» Raw data
++++++++++
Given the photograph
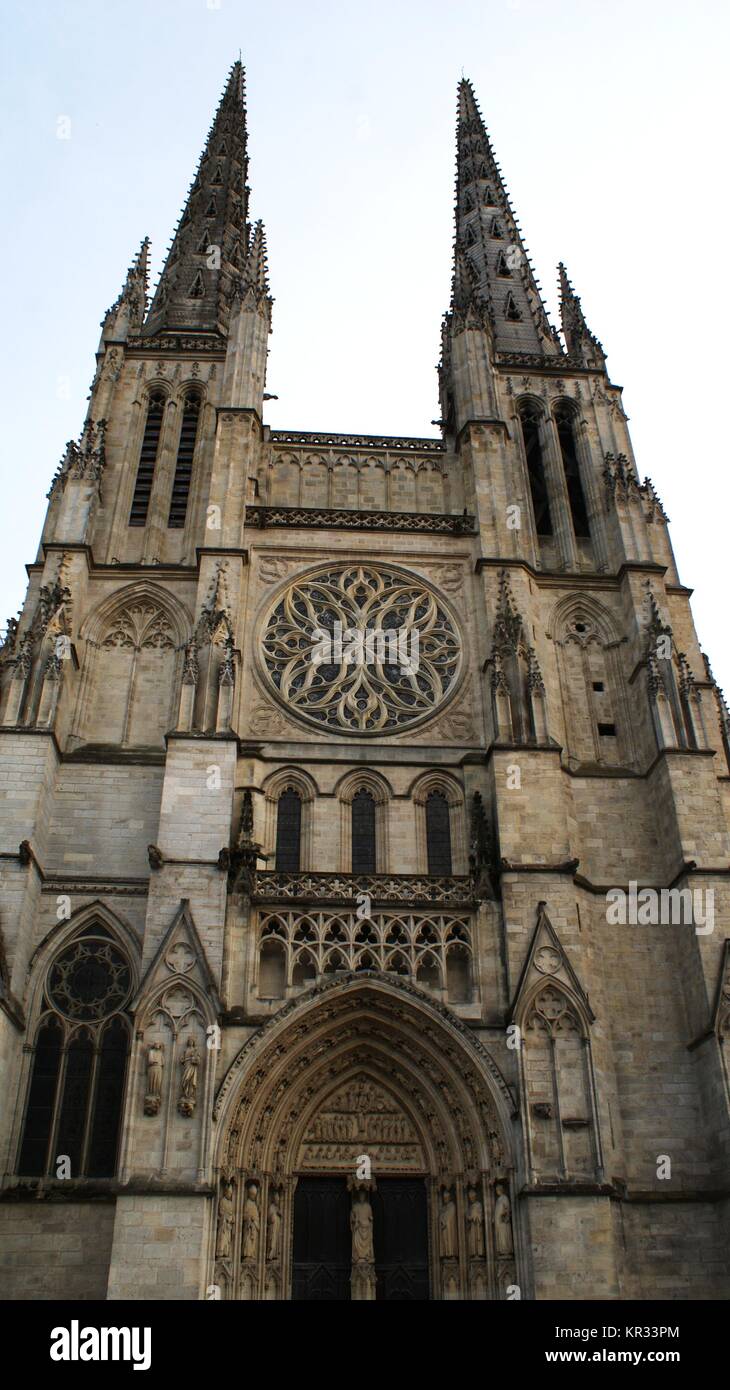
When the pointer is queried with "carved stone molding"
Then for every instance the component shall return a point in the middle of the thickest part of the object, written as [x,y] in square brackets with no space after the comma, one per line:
[273,886]
[352,520]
++++++++++
» Problem to work on
Rewrite every line of the data above with each coordinate in the answers increased by 30, keeping all other wording unchanged. Leave the picture out.

» Solved exercise
Given the photograph
When the pointer is queried with "carved stone molding"
Then for every instance the component shall return a point in the middle of the thickest part of the object, written as [x,y] in square brackets with no space after the comma, one per line:
[303,916]
[382,550]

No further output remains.